→ Kaynak metin:
DSÖ’den Maymun Çiçeği Eşcinsellerde Görülüyor Tuzağı!
03 Eyl 2024
- Paylaş:
DSÖ'nün "Maymun çiçeği hastalığı eşcinsellerde daha yaygın görülüyor" açıklamasına ne kadar sevinirdiniz?
Bu soruya hemen cevap vermeyin!
Oyuna gelmemek için makalemizi okuduktan sonra iyi düşünerek cevabınızı vermenizi tavsiye ederiz...
Öyleyse başlayalım doğru cevapları aramaya
Masa üstü tatbikatlarla planlanmış küresel sağlık krizleri, insanlık için ciddi tehditler oluşturarak endişe ve korkulara sebep olmaktadır. Dünya nüfusunu azaltmayı misyon edinmiş Dünya Sağlık Örgütü’nün (DSÖ) mpox (eski adıyla maymun çiçeği) salgınına yönelik acil durum ilanı, bu tür krizlerin nasıl yönetildiğine dair önemli soruları gündeme getirmektedir.
Küresel Sağlık Tehditlerini Kim Organize Ediyor?
Küresel sağlık tehditleri, yalnızca olmayan hastalıkların yaydırılmasıyla sınırlı kalmayıp, aynı zamanda toplumsal yapıları ve ekonomik dengeleri de sarsmaktadır. Mpox sözde salgınının, özellikle “erkeklerle seks yapan erkekler” (MSM) arasında yoğunlaştığının iddia edilmesinin arkasındaki karanlık plan, LGBT’nin araç olarak kullanılarak tüm insanlığın hedef alınmış olmasıdır aslında… Bu durum, küresel elitlerin sağlık politikalarını yanılgısal stratejilerle insanlık aleyhine nasıl şekillendirdiğini açıkça ortaya koymaktadır.
DSÖ’nün Acil Durum İlanı ve Sözde Bilimsel Temelleri…
DSÖ Genel Direktörü Dr. Tedros mpox için Uluslararası Öneme Sahip Halk Sağlığı Acil Durumu (PHEIC) ilanı, bilimsel verilerin ve metodolojilerin geçerliliği konusunda yeni sorgulamalara kapı açmıştır. İstedikleri sonucu çıkarmak üzerinde oynama istismarına açık PCR testleri ve yanlı örnekleme yöntemleri, bu kararların bilimsel temellerini sorgulatan unsurlardır.

→ Görev 1:
Mpox metni, "Bu soruya hemen cevap vermeyin!" dedikten sonra okura cevabını ne zaman ve hangi gerekçeyle vermesini tavsiye ediyor? Bir ila üç cümleyle açıklayın.
→ Görev 2:
Mpox metnine, gösterilen son cümlenin ardından devam edin.
Öğeler, mpox metninden bağımsız, ayrı bir malzemedir.

→ Bir veri kaynağından alınan öğeler:

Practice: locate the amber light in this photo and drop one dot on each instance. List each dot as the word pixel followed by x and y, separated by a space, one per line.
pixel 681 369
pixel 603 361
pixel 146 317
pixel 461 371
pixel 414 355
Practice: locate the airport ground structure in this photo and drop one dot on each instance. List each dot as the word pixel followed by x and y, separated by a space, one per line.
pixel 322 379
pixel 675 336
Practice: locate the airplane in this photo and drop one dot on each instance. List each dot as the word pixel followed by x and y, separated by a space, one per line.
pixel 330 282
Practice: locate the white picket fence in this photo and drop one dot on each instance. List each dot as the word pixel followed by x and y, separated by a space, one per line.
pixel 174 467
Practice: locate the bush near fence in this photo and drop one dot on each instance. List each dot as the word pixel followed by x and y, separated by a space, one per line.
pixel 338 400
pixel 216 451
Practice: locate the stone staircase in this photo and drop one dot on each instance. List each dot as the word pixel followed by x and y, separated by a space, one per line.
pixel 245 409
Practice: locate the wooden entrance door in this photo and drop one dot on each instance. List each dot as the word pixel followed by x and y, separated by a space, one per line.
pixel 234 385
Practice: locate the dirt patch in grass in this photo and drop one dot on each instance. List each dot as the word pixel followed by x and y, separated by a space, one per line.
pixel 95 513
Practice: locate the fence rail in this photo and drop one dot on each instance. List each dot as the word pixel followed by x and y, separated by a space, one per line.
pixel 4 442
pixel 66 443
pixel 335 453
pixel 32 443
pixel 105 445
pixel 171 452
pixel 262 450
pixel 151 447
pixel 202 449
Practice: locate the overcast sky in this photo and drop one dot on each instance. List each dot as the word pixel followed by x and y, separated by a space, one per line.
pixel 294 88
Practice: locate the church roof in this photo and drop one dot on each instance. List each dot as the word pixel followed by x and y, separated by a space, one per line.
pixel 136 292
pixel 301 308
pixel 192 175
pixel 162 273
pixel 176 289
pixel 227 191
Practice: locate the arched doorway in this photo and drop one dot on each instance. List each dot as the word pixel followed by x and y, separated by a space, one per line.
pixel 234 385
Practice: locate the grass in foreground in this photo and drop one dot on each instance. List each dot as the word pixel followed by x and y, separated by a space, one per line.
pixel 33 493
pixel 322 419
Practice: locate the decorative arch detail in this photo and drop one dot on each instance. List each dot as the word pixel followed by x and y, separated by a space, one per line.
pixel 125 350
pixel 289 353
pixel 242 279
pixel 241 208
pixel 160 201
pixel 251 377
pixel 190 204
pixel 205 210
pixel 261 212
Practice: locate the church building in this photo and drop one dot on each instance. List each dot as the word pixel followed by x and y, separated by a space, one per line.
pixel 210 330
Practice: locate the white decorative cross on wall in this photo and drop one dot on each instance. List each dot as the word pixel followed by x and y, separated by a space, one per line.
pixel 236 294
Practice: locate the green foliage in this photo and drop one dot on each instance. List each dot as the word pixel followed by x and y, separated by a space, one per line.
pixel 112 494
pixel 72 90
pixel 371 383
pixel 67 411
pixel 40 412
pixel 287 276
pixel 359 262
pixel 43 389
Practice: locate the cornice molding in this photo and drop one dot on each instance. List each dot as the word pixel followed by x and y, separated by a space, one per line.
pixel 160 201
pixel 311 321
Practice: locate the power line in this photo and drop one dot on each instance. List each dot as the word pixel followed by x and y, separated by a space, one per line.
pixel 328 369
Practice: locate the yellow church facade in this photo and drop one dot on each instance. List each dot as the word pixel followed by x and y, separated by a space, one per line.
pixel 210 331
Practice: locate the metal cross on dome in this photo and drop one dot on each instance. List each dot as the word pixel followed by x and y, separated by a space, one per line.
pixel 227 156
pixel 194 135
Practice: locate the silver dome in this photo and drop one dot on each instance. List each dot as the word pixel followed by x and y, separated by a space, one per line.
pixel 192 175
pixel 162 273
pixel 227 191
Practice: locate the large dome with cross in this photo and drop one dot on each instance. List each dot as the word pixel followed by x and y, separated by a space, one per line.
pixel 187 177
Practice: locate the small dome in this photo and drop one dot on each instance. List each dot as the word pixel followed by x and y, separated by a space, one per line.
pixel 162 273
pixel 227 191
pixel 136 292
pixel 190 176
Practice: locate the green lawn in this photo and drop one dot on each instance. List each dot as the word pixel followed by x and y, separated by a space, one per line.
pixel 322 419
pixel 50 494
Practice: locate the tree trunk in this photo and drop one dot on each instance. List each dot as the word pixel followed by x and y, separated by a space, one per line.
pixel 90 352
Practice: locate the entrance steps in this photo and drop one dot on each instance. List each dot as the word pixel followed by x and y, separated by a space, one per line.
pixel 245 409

→ Sonuç 1:
Metin, okurun cevabını makaleyi okuduktan sonra ve iyi düşünerek vermesini tavsiye ediyor. Gerekçe olarak da bunun "oyuna gelmemek için" yapılması gerektiğini belirtiyor.

→ Sonuç 2:
Halk Algıları ve Yanlış Bilgilendirme Nasıl Yapılıyor?
Planlanmış Sağlık krizleri sırasında halk arasında yanılgılara sebep olması amacıyla planlı yanlış bilgilendirme yapmaya devam etmektedirler. Bunlardan biride Mpox-Maymun Çiçeği salgınının özellikle “Erkeklerle Seks Yapan Erkekler Arasında” olduğu ifadesidir. Bunu açıklamak ve yayılmasını sağlamaktır. Sonrasında gerçekte hiç var olmayan bir virüs salgınını halk arasında “Allah LGBT’lilerin şimdi belasını verdi” söylemiyle de ustaca ilişkilendirerek, var olduğu yanılgısını oluşturmuştur. Bu bir hokkabazlık oyunudur. Çok daha ilginci ise yeni nesil aşılar ile PCR testi karşıtı birçok bilim insanı da bu yanılgıya düşmektedir.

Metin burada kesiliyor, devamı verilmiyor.